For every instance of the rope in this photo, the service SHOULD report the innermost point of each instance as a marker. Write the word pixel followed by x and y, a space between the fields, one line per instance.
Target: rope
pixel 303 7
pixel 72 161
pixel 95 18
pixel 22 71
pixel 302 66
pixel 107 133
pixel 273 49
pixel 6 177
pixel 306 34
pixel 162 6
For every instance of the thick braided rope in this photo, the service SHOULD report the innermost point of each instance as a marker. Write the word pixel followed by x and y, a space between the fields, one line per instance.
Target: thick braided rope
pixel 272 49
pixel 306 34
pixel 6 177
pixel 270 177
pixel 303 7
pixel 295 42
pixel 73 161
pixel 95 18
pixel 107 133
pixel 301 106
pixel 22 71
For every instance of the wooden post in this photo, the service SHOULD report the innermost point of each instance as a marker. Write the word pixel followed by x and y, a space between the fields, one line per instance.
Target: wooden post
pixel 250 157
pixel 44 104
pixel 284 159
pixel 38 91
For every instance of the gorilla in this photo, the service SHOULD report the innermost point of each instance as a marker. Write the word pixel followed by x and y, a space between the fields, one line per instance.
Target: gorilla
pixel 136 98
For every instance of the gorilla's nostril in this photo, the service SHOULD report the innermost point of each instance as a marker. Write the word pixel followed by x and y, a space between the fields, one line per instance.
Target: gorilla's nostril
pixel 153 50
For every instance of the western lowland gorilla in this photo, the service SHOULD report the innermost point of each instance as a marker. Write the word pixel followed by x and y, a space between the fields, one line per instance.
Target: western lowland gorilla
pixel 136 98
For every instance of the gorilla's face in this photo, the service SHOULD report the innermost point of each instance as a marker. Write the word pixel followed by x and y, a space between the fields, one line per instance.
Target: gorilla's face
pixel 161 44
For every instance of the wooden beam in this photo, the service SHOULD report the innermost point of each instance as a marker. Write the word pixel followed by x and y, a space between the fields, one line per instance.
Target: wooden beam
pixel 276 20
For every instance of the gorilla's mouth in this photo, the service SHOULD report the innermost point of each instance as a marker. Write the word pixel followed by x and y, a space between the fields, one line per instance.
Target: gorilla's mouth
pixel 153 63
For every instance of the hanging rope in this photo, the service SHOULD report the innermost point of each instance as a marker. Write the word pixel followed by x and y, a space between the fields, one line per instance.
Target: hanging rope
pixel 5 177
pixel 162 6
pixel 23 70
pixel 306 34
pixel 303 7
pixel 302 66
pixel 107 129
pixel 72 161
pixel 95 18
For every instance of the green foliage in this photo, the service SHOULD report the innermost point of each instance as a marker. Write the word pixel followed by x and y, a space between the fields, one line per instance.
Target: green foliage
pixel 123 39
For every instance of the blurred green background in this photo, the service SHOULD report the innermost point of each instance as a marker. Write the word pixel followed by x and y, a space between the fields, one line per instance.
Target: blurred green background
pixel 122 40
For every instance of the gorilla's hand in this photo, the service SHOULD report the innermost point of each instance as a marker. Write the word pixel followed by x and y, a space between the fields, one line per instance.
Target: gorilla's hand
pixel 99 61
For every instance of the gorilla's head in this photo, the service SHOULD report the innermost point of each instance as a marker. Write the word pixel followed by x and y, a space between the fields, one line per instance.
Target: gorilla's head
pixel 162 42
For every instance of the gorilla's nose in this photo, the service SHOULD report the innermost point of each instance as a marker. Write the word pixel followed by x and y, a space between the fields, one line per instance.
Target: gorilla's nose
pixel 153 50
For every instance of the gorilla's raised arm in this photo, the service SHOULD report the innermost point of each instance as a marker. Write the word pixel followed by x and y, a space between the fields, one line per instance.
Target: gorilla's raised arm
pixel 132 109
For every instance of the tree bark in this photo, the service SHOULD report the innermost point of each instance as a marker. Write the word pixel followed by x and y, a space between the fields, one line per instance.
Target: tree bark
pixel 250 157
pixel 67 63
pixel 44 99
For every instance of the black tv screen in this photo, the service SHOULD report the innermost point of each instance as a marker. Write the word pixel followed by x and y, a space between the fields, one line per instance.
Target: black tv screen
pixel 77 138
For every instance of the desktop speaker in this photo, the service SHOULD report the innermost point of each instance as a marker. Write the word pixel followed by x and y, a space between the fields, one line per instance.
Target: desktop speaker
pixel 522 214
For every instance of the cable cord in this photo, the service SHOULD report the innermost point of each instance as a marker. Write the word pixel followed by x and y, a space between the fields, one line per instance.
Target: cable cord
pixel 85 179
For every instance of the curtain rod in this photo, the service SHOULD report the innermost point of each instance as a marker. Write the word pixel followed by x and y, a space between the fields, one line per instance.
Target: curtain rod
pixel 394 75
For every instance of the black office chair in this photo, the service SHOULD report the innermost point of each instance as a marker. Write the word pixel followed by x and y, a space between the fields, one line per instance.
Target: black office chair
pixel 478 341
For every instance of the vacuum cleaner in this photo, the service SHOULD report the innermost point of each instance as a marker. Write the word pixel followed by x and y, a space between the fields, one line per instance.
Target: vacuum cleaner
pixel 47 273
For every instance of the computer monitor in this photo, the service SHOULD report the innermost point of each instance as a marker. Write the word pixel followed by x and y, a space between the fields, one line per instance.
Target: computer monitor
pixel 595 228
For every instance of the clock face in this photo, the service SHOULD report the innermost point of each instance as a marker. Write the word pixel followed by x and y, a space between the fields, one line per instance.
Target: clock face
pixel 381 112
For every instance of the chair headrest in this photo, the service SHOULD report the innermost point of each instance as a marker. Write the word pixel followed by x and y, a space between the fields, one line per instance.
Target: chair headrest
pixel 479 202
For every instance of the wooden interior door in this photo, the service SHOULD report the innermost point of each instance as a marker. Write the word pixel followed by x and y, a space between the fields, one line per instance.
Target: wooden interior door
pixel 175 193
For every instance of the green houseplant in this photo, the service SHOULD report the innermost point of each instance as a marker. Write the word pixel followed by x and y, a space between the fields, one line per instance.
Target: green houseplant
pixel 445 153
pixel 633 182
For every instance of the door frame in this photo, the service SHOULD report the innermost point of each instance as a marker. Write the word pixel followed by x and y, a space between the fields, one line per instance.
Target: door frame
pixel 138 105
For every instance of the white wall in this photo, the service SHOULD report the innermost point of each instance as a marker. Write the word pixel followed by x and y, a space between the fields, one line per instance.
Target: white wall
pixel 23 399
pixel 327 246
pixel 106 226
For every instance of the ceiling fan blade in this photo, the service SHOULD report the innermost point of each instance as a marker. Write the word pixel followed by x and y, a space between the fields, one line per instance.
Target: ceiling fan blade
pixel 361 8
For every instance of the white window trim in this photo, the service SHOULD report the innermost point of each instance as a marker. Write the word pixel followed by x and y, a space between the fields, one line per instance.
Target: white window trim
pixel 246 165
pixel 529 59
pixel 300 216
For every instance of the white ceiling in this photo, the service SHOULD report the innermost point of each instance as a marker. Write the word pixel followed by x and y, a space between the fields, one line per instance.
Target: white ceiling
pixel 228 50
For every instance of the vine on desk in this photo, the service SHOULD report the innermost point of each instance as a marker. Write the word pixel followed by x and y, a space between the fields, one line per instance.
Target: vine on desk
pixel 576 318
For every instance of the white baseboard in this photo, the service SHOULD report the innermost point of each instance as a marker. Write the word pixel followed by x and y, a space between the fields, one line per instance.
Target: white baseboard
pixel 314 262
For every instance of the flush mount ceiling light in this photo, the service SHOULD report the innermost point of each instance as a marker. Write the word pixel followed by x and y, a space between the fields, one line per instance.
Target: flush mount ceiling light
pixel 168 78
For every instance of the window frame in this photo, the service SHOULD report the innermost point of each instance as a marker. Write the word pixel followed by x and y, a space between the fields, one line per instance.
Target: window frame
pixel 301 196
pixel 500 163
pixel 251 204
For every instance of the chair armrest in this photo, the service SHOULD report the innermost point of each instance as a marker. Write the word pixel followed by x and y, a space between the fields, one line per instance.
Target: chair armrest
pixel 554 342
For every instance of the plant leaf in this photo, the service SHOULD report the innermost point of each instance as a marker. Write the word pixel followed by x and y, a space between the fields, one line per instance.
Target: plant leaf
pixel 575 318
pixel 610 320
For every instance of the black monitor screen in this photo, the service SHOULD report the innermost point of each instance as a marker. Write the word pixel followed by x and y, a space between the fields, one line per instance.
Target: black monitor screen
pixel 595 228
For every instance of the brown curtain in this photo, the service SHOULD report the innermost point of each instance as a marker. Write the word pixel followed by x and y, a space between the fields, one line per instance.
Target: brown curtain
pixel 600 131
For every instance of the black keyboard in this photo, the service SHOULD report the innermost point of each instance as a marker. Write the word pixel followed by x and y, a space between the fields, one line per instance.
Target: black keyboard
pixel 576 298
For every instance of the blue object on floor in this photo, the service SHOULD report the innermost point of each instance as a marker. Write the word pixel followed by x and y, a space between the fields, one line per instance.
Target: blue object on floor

---

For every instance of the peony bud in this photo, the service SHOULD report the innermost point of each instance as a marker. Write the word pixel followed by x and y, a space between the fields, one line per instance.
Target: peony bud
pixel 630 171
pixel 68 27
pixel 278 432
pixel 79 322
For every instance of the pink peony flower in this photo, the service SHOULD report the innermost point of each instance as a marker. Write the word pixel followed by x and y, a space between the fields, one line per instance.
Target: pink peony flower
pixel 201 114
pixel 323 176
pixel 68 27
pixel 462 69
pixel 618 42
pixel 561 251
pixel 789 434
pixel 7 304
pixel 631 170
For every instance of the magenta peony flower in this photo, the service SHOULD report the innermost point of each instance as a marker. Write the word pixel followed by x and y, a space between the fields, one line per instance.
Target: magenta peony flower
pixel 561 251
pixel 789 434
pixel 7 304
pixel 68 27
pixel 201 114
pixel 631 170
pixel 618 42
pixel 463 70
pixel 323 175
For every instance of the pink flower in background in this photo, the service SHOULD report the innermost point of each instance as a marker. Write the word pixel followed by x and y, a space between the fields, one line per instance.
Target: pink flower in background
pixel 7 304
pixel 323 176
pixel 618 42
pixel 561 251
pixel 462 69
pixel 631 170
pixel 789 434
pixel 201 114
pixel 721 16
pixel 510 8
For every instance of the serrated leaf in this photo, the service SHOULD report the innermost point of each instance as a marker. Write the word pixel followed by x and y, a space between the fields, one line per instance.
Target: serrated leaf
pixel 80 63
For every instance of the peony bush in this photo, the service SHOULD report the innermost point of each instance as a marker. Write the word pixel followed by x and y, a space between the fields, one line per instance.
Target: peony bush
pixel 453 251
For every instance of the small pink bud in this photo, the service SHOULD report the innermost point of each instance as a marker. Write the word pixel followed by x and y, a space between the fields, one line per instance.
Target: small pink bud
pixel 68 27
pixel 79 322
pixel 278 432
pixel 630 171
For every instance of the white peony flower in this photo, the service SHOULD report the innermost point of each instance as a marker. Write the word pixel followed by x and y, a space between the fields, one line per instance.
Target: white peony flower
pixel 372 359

==

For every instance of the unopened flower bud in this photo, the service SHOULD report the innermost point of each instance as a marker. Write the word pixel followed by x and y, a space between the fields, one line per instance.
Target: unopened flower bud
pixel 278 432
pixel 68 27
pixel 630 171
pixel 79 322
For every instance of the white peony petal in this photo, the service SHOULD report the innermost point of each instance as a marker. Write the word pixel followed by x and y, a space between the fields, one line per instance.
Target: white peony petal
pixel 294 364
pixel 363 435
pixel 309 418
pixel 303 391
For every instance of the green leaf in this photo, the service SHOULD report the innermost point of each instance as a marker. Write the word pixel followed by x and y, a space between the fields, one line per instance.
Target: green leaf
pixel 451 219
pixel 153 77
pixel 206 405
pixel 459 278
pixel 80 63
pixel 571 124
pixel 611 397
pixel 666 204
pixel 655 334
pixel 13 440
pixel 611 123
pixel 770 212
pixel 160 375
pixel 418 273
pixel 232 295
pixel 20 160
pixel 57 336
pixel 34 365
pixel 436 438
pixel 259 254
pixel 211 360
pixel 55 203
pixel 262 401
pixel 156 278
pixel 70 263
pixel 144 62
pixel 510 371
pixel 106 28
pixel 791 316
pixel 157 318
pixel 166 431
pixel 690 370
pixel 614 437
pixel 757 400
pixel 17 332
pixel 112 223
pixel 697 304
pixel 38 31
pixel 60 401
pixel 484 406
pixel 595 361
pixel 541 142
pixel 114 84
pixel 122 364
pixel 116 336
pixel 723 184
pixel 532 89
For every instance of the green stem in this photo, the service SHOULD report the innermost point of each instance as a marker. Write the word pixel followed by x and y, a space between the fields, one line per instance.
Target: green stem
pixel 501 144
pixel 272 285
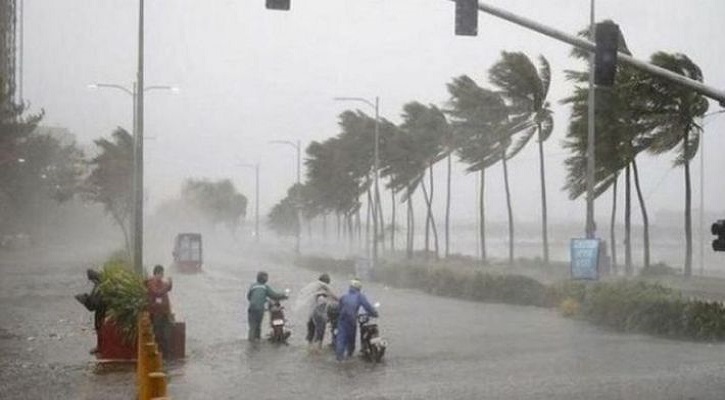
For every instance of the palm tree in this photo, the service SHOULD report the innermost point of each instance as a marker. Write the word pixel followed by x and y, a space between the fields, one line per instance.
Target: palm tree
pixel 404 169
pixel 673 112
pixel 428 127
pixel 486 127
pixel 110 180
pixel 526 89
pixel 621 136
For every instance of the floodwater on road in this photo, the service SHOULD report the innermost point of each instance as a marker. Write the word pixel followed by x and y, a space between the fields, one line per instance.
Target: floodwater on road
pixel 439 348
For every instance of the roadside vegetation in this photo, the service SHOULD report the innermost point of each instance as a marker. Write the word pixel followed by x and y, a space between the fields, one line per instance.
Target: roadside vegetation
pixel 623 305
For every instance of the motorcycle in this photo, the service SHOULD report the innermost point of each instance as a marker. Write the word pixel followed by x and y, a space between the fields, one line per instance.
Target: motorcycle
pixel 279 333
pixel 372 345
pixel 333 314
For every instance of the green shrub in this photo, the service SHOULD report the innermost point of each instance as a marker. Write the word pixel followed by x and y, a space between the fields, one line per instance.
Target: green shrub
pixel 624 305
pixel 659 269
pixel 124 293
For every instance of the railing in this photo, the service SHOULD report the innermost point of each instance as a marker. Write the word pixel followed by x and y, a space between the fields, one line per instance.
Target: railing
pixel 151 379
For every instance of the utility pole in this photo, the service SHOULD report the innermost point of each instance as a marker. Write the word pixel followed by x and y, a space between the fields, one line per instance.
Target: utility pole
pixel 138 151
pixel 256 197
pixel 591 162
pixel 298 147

**Exercise instructions:** Reproduce the stretch of the data from the line containing "For every instance of the curtain" through the line containing "pixel 478 341", with "marker" changed to "dot" and nothing else altered.

**Expected answer:**
For every instance of the curtain rod in this photo, the service SHOULD report the innermost point of each instance as a dot. Write the word pixel followed by x and y, a space between the fields, one line per instance.
Target: curtain rod
pixel 394 75
For every instance of the black office chair in this photo, the service SHOULD report the innermost point of each instance as a dot. Write the word pixel followed by x and y, a space between the fields, one line per instance.
Target: black office chair
pixel 478 341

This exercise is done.